What is being asked:
Copy out the records again. Change nothing.

Raw data:
# # # #

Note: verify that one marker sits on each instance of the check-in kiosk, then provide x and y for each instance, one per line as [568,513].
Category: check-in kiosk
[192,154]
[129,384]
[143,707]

# # # #

Output below:
Note: verify that one marker sits on each instance of the check-in kiosk, then provide x and y for each instance, one per line as [568,513].
Category: check-in kiosk
[192,154]
[129,384]
[143,707]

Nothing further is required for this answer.